Transcribe these lines without any change, covering every one of the records.

--- START OF ROWS ---

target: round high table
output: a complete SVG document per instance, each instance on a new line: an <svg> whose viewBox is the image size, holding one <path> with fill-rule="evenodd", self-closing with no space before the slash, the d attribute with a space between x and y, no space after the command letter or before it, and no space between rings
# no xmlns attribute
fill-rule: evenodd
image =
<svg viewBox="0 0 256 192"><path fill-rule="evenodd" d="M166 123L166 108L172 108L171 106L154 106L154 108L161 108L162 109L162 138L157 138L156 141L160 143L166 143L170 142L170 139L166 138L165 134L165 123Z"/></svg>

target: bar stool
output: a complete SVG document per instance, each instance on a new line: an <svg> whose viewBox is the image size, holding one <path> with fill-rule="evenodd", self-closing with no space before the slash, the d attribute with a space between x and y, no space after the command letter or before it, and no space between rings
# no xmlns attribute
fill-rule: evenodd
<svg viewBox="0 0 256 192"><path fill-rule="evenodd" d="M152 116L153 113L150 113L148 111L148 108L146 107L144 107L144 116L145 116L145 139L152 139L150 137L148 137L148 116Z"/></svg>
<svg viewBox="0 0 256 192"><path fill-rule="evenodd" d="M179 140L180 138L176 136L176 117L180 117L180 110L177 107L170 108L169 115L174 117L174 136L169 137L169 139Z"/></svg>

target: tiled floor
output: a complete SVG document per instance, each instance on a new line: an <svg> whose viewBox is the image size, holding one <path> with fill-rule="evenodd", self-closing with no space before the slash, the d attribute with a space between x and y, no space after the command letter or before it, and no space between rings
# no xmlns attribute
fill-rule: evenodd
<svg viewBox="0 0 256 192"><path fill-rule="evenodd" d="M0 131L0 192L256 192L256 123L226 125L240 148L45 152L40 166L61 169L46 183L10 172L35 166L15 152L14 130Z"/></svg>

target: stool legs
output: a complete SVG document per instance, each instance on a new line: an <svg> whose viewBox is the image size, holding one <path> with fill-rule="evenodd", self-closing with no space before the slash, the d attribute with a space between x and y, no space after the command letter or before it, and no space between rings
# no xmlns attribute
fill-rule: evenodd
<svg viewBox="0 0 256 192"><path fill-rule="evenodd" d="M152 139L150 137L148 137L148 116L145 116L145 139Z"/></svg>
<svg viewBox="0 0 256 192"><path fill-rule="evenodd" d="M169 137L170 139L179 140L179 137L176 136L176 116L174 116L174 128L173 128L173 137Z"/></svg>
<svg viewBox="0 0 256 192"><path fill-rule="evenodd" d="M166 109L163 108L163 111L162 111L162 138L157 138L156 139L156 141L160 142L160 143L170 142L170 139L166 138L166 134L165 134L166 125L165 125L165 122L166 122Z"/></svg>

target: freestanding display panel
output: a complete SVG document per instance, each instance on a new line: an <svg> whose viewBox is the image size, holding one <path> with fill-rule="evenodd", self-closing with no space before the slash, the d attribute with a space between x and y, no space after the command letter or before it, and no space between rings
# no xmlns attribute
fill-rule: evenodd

--- END OF ROWS ---

▸ **ANSWER TO THIS EXERCISE**
target: round high table
output: a complete SVG document per instance, each instance on a new line: an <svg> whose viewBox is the image size, holding one <path> with fill-rule="evenodd", self-closing with no space before the slash, the d attribute with a space between x and y, no space after the command letter or before it, and no space between rings
# no xmlns attribute
fill-rule: evenodd
image =
<svg viewBox="0 0 256 192"><path fill-rule="evenodd" d="M166 123L166 108L172 108L171 106L154 106L154 108L161 108L162 109L162 138L157 138L156 141L160 143L166 143L170 142L170 139L166 138L165 134L165 123Z"/></svg>

target: bar stool
output: a complete SVG document per instance, each instance on a new line: an <svg> whose viewBox is the image size, holding one <path> with fill-rule="evenodd", self-closing with no space before the slash, the d attribute with a space between x and y, no space after the command letter or before it, and no space between rings
# no xmlns attribute
fill-rule: evenodd
<svg viewBox="0 0 256 192"><path fill-rule="evenodd" d="M152 116L153 113L150 113L148 111L148 108L146 107L144 107L144 116L145 116L145 139L152 139L150 137L148 137L148 116Z"/></svg>
<svg viewBox="0 0 256 192"><path fill-rule="evenodd" d="M179 140L180 138L176 136L176 117L180 117L180 110L177 107L170 108L169 115L174 117L174 136L169 137L169 139Z"/></svg>

target: tiled floor
output: a complete SVG document per instance, each instance on a new line: an <svg> whose viewBox is the image size, holding one <path> with fill-rule="evenodd", self-closing with no space before the slash, the d attribute with a space between x and y, no space after the command letter or before it, and no space between rings
# no xmlns attribute
fill-rule: evenodd
<svg viewBox="0 0 256 192"><path fill-rule="evenodd" d="M0 131L0 192L256 192L256 123L226 125L240 148L45 152L40 166L61 169L46 183L10 172L35 166L15 152L14 130Z"/></svg>

target: stool legs
output: a complete SVG document per instance, each instance on a new line: an <svg> whose viewBox is the image size, holding one <path> with fill-rule="evenodd", self-closing with no space before the slash, the d attribute with a space between x and y, no space after the command letter or before it, and no space between rings
# no xmlns attribute
fill-rule: evenodd
<svg viewBox="0 0 256 192"><path fill-rule="evenodd" d="M152 139L150 137L148 137L148 116L145 116L145 139Z"/></svg>
<svg viewBox="0 0 256 192"><path fill-rule="evenodd" d="M169 137L170 139L179 140L179 137L176 136L176 116L174 116L174 128L173 128L173 137Z"/></svg>
<svg viewBox="0 0 256 192"><path fill-rule="evenodd" d="M166 109L163 108L163 111L162 111L162 138L157 138L156 139L156 141L160 142L160 143L170 142L170 139L166 138L166 134L165 134L166 125L165 125L165 122L166 122Z"/></svg>

target: freestanding display panel
output: a complete SVG document per instance, each instance on a new line: an <svg> whose viewBox is the image size, holding one <path> with fill-rule="evenodd", self-closing with no space before the slash, the d attribute with a space between x and y, no space after the command letter or before it, and no space between rings
# no xmlns attribute
fill-rule: evenodd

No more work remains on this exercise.